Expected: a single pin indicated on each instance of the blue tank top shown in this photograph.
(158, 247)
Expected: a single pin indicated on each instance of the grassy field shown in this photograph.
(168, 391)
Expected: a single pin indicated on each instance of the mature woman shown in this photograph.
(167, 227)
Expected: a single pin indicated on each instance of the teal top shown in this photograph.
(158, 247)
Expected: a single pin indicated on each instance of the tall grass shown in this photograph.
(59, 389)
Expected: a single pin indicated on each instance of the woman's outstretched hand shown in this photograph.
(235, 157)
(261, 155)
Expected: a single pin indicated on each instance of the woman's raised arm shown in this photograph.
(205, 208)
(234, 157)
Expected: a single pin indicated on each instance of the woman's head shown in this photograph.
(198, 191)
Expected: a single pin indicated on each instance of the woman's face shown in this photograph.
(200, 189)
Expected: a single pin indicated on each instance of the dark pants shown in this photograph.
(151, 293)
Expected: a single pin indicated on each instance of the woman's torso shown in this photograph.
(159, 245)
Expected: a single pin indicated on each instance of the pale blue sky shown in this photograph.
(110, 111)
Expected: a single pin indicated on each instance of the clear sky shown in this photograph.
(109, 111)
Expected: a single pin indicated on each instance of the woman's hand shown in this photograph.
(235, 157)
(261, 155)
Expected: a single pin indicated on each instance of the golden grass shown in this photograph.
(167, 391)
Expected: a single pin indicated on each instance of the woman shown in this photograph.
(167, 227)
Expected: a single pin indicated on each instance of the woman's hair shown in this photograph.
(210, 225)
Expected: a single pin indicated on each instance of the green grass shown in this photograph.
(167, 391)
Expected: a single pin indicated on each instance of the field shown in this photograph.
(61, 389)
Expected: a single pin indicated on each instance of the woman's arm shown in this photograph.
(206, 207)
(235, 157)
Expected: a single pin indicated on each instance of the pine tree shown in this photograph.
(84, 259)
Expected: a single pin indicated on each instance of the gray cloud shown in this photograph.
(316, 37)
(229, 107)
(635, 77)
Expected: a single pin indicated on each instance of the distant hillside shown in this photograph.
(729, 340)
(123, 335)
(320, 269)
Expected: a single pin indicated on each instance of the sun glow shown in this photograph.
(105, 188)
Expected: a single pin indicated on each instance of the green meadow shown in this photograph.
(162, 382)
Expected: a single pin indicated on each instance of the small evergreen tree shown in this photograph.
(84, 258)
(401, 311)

=-=-=-=-=

EXERCISE AIM » Would you repeat all of the data above, word for word?

SOLUTION TO THE PROBLEM »
Expected: a single pin indicated on each instance of the blue tank top shown in this photograph.
(158, 247)
Expected: a single pin indicated on each instance of the grassy field shown in this photograph.
(168, 391)
Expected: a single pin indicated on each instance of the mature woman shown in this photograph.
(167, 227)
Expected: a single pin indicated on each instance of the teal top shown in this photograph.
(158, 247)
Expected: a single pin indicated on each instance of the tall grass shown in this photograph.
(59, 389)
Expected: a single pin indicated on each instance of the woman's outstretched hand shown in this photograph.
(235, 157)
(261, 155)
Expected: a single pin indicated on each instance of the woman's raised arm shown in this photograph.
(205, 208)
(234, 157)
Expected: a single pin indicated on each instance of the woman's head shown in this photograph.
(198, 191)
Expected: a single pin indicated on each instance of the woman's face shown in this photograph.
(200, 189)
Expected: a single pin indicated on each instance of the dark pants shown in this photograph.
(151, 293)
Expected: a single pin indicated on each instance of the woman's torso shown in this photograph.
(159, 245)
Expected: a single pin indicated on each instance of the pale blue sky shown in this photograph.
(110, 111)
Expected: a single pin indicated on each instance of the clear sky shown in this photograph.
(109, 111)
Expected: a single pin indicated on each instance of the woman's hand shown in this photograph.
(235, 157)
(261, 155)
Expected: a single pin indicated on each instance of the golden grass shown in this photograph.
(167, 391)
Expected: a single pin indicated on each instance of the woman shown in this photograph.
(167, 227)
Expected: a single pin indicated on each instance of the woman's hair shown in this photograph.
(210, 225)
Expected: a single pin indicated on each instance of the green grass shown in this photograph.
(167, 391)
Expected: a single pin indicated on each instance of the field shown in this photograph.
(61, 389)
Expected: a single pin indicated on each instance of the woman's arm shown in this photograph.
(206, 207)
(235, 157)
Expected: a single pin indicated on each instance of the pine tree shown in this photograph.
(84, 259)
Expected: a single pin indicated on each instance of the gray cloud shown in this photograph.
(316, 37)
(229, 107)
(635, 77)
Expected: a single pin indicated on each instance of the distant hillside shown in this photograph.
(729, 340)
(123, 335)
(320, 269)
Expected: a single pin indicated on each instance of the sun glow shown in this photograph.
(105, 188)
Expected: a single pin indicated on each instance of the green meadow shown in this photograph.
(162, 382)
Expected: a single pin indicated on each instance of the small evergreen tree shown in this photograph.
(84, 258)
(401, 311)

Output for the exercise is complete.